• **WHAT THIS TASK INVOLVES**
Copy the records below exactly as they are written.

• **RECORDS FOR THIS EXERCISE**
============

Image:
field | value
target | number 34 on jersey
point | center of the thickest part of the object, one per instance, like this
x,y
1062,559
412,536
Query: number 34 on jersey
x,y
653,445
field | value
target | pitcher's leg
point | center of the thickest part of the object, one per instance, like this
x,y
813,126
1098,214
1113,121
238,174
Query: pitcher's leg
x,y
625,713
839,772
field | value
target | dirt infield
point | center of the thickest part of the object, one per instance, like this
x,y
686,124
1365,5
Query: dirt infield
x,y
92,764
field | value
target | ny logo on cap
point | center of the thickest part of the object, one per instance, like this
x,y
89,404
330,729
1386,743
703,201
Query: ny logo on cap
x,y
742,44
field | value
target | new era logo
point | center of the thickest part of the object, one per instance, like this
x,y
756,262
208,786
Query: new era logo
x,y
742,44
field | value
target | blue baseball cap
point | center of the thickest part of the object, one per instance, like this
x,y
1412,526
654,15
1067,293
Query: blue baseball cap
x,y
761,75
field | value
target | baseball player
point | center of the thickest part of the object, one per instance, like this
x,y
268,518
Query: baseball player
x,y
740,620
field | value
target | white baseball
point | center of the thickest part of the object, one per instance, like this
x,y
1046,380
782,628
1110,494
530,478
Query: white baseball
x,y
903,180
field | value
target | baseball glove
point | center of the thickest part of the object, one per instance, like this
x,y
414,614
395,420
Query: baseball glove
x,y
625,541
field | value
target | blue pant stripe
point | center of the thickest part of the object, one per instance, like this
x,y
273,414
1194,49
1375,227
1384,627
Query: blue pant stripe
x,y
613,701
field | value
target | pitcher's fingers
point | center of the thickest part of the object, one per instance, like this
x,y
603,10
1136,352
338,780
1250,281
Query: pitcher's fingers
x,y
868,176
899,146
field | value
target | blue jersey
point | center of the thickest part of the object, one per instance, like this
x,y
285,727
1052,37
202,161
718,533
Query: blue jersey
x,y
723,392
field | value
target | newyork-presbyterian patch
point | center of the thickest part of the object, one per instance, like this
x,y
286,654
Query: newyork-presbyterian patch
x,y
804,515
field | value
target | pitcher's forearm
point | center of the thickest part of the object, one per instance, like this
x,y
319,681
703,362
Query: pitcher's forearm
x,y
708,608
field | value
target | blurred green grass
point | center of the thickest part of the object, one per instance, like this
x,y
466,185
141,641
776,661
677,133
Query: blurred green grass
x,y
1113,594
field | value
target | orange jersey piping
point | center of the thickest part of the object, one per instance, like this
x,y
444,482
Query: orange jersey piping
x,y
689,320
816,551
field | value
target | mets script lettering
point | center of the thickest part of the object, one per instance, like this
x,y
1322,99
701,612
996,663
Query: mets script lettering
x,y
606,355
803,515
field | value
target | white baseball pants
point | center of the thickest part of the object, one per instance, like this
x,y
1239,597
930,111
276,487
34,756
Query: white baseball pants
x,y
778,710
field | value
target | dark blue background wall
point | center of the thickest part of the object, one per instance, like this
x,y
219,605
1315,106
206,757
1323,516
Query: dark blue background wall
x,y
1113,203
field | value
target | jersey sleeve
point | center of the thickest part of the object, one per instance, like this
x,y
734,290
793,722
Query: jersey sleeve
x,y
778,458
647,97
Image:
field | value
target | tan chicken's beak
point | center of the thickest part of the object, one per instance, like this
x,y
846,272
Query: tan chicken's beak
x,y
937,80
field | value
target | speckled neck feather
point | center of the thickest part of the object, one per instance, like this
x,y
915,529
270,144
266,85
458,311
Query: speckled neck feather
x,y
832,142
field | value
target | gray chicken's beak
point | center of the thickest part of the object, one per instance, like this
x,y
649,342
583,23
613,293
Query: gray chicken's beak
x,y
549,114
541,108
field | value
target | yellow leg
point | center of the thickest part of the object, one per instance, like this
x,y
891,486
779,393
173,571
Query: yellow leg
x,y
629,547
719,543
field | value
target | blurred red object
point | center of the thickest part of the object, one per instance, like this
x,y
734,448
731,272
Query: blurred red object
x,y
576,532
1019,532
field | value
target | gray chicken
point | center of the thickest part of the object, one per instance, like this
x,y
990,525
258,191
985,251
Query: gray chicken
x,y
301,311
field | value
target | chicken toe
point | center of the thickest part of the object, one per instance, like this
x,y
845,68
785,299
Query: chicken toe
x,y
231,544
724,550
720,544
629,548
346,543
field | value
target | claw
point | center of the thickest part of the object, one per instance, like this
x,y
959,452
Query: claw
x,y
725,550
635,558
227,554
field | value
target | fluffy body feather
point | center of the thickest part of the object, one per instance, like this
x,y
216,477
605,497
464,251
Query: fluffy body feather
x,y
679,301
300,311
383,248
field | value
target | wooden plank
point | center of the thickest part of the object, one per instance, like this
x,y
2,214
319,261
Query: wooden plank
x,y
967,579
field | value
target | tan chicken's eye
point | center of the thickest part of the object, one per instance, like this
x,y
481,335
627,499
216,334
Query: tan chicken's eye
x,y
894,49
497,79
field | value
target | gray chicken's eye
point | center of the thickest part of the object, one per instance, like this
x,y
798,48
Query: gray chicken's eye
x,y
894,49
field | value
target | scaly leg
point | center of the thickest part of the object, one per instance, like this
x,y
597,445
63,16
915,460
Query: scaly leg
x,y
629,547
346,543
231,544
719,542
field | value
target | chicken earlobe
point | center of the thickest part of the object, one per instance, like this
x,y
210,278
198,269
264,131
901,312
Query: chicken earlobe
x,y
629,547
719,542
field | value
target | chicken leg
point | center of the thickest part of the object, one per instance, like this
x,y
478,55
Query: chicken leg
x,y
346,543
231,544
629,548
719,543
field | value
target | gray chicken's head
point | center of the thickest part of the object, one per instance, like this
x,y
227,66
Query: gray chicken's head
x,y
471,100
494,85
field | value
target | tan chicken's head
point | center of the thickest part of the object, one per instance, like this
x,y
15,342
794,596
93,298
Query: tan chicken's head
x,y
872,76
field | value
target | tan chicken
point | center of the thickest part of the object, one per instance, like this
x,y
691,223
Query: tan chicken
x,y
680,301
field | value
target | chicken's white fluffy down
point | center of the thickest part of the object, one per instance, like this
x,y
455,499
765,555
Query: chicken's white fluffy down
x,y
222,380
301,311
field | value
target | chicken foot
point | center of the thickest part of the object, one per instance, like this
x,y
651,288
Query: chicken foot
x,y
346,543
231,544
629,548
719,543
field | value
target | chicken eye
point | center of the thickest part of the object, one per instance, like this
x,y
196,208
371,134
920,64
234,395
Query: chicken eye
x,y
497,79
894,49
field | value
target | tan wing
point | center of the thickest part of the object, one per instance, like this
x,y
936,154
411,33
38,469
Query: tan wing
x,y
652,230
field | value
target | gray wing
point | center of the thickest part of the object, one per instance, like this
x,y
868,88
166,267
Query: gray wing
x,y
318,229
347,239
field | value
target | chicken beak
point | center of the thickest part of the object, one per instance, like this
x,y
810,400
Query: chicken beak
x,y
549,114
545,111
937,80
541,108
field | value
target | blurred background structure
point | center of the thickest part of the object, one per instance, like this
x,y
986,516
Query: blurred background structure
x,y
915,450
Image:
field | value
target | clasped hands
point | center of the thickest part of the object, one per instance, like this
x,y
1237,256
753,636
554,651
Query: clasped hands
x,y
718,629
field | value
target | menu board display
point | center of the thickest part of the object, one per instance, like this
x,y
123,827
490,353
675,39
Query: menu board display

============

• **RESULT OF THIS TASK**
Image:
field | value
target | number 34 on jersey
point | center of the thickest part of the object, one per instance, like this
x,y
1062,559
412,536
Query: number 34 on jersey
x,y
653,445
field | value
target | pitcher's leg
point | center of the thickest part of the object, one per instance, like this
x,y
813,126
1098,214
1113,121
238,174
Query: pitcher's leg
x,y
625,713
839,772
field | value
target | dirt infield
point | center of the thickest part of the object, one per instance, like this
x,y
686,124
1365,5
Query: dirt infield
x,y
92,764
field | value
target | ny logo on cap
point | center of the thickest part of the object, one per instance, like this
x,y
89,404
330,729
1386,743
703,201
Query: ny logo on cap
x,y
742,44
field | value
target | new era logo
point | center of the thickest part of the object, one per instance, like this
x,y
756,262
208,786
Query: new era logo
x,y
742,44
field | value
target | blue baseball cap
point | center of the thickest part of the object, one per instance, like this
x,y
1412,526
654,15
1067,293
Query: blue baseball cap
x,y
761,75
field | value
target | baseball player
point | center of the thickest part of the object, one per instance, like this
x,y
268,518
Query: baseball player
x,y
740,620
field | value
target | white baseball
point | center of the thickest part of the object, one per instance, like this
x,y
1046,380
782,628
1110,494
530,478
Query: white baseball
x,y
903,180
field | value
target | baseball glove
point | center of the thickest part of the object, one per instance, like this
x,y
414,614
395,420
Query: baseball glove
x,y
625,541
field | value
target | blue pant stripe
point | center of the thickest part of the object, one per instance, like this
x,y
273,414
1194,49
1375,227
1384,627
Query: blue pant stripe
x,y
613,701
field | value
target | pitcher's fingers
point | center of the thickest part of the object, one per instance, like this
x,y
603,10
1136,352
338,780
1250,281
Query: pitcher's fingers
x,y
868,176
899,146
field | value
target | blue jersey
point | center of the thickest part of the object, one per instance, like this
x,y
285,727
1052,37
202,161
718,533
Query: blue jersey
x,y
723,392
field | value
target | newyork-presbyterian patch
point | center of the thickest part of the object, one per instance, like this
x,y
286,654
Query: newyork-presbyterian patch
x,y
804,515
field | value
target | pitcher's forearm
point | center of the thickest part of the object, one per instance, like this
x,y
319,681
703,362
Query: pitcher's forearm
x,y
708,608
field | value
target | blurred green grass
point | center of the thickest part of the object, one per instance, like this
x,y
466,185
141,641
776,661
677,133
Query: blurred green grass
x,y
1113,594
field | value
target | orange jersey piping
point | center of the thickest part of the object, one per instance, like this
x,y
444,482
Query: orange jersey piping
x,y
689,320
816,551
field | value
target | mets script lettering
point | center of the thickest part of the object, one per instance, like this
x,y
1322,99
701,612
996,663
Query: mets script lettering
x,y
606,355
803,515
field | value
target | white baseball pants
point | center of the thickest part of the object, one per instance, like this
x,y
1239,597
930,111
276,487
34,756
Query: white baseball pants
x,y
778,710
field | value
target | dark blue background wall
point | center of the thickest part of the object, one per instance, like this
x,y
219,605
1315,106
206,757
1323,516
Query: dark blue background wall
x,y
1113,203
field | value
target | jersey sleeve
point | center of the thickest part of the object, one per instance, like this
x,y
734,290
793,722
Query: jersey sleeve
x,y
778,458
647,97
Image:
field | value
target | tan chicken's beak
point | center of the thickest part of the object, one per instance, like this
x,y
846,272
Query: tan chicken's beak
x,y
937,80
field | value
target | speckled neck feather
point | center of the thickest part of the object, one per instance, like this
x,y
915,529
270,144
266,85
458,311
Query: speckled neck feather
x,y
832,142
field | value
target | gray chicken's beak
point | center of the thickest part of the object, one per instance, like this
x,y
649,342
583,23
613,293
Query: gray chicken's beak
x,y
549,114
541,108
field | value
target | yellow leg
point | center of the thickest part of the object, one per instance, like this
x,y
891,486
779,393
173,571
Query: yellow leg
x,y
629,547
719,543
field | value
target | blurred red object
point | center of the thickest part of the object, one per instance, like this
x,y
734,448
731,272
Query: blurred red object
x,y
576,532
1019,532
field | value
target | gray chicken
point | center of the thickest part of the object, one per instance, like this
x,y
990,525
258,191
985,251
Query: gray chicken
x,y
301,311
field | value
target | chicken toe
point | center of the thickest part of the object, one per instance, like this
x,y
845,68
785,299
Query: chicken toe
x,y
231,544
724,550
720,544
629,548
346,543
field | value
target | claw
point | center of the thickest part of the object, one per instance, like this
x,y
959,452
Query: claw
x,y
725,550
635,558
227,554
field | value
target | fluffy body feather
point | center of the thickest part of the object, one per instance, like this
x,y
216,477
605,497
464,251
Query: fluffy body feather
x,y
679,301
300,311
383,248
field | value
target | wooden plank
point | center of the thickest part of the object, one per instance, like this
x,y
2,214
319,261
Query: wooden plank
x,y
967,579
field | value
target | tan chicken's eye
point | center of the thickest part of the object, one per instance, like this
x,y
481,335
627,499
216,334
Query: tan chicken's eye
x,y
894,49
497,79
field | value
target | gray chicken's eye
point | center of the thickest part of the object, one per instance, like this
x,y
798,48
Query: gray chicken's eye
x,y
894,49
field | value
target | scaly leg
point | center of the thickest part of the object, one per instance, like this
x,y
597,445
63,16
915,460
Query: scaly leg
x,y
629,547
346,543
231,544
719,542
field | value
target | chicken earlobe
point | center of the thickest part of the object, one per instance, like this
x,y
210,278
198,269
264,131
901,312
Query: chicken earlobe
x,y
629,547
719,542
field | value
target | chicken leg
point | center of the thickest part of the object, one per instance, like this
x,y
478,55
Query: chicken leg
x,y
346,543
231,544
629,548
719,543
field | value
target | gray chicken's head
point | center of the thickest part of the object, one per instance, like this
x,y
227,66
Query: gray chicken's head
x,y
471,100
494,85
field | value
target | tan chicken's head
point | center of the thickest part of the object, one per instance, like this
x,y
15,342
794,596
93,298
Query: tan chicken's head
x,y
872,76
field | value
target | tan chicken
point | center of the thickest part of the object, one per instance, like this
x,y
691,223
Query: tan chicken
x,y
680,301
field | value
target | chicken's white fluffy down
point | center of the thickest part of the object, one per instance, like this
x,y
455,499
765,555
Query: chicken's white fluffy down
x,y
222,380
301,311
field | value
target | chicken foot
point | center of the thickest part of the object, one per instance, like this
x,y
651,288
Query: chicken foot
x,y
346,543
231,544
629,548
719,543
field | value
target | chicken eye
point | center of the thickest part of the object, one per instance, like this
x,y
196,208
371,134
920,64
234,395
Query: chicken eye
x,y
497,79
894,49
field | value
target | tan wing
point | center of the thickest part of the object, one per instance, like this
x,y
936,154
411,33
38,469
Query: tan wing
x,y
652,230
field | value
target | gray wing
point | center of the thickest part of the object, one per instance, like this
x,y
868,88
166,267
Query: gray wing
x,y
318,229
347,239
field | value
target | chicken beak
point | center of the thickest part of the object, one per instance, like this
x,y
810,400
Query: chicken beak
x,y
549,114
545,111
937,80
541,108
field | value
target | blurred background structure
point | center of the thickest part of the object, one per instance, like this
x,y
986,516
Query: blurred background structure
x,y
915,450
Image:
field | value
target | clasped hands
point | center of the thickest part of the object, one per instance, like this
x,y
1237,256
753,636
554,651
Query: clasped hands
x,y
718,629
field | value
target | menu board display
point | center of the thickest part of the object, one per instance, like this
x,y
123,827
490,353
675,39
Query: menu board display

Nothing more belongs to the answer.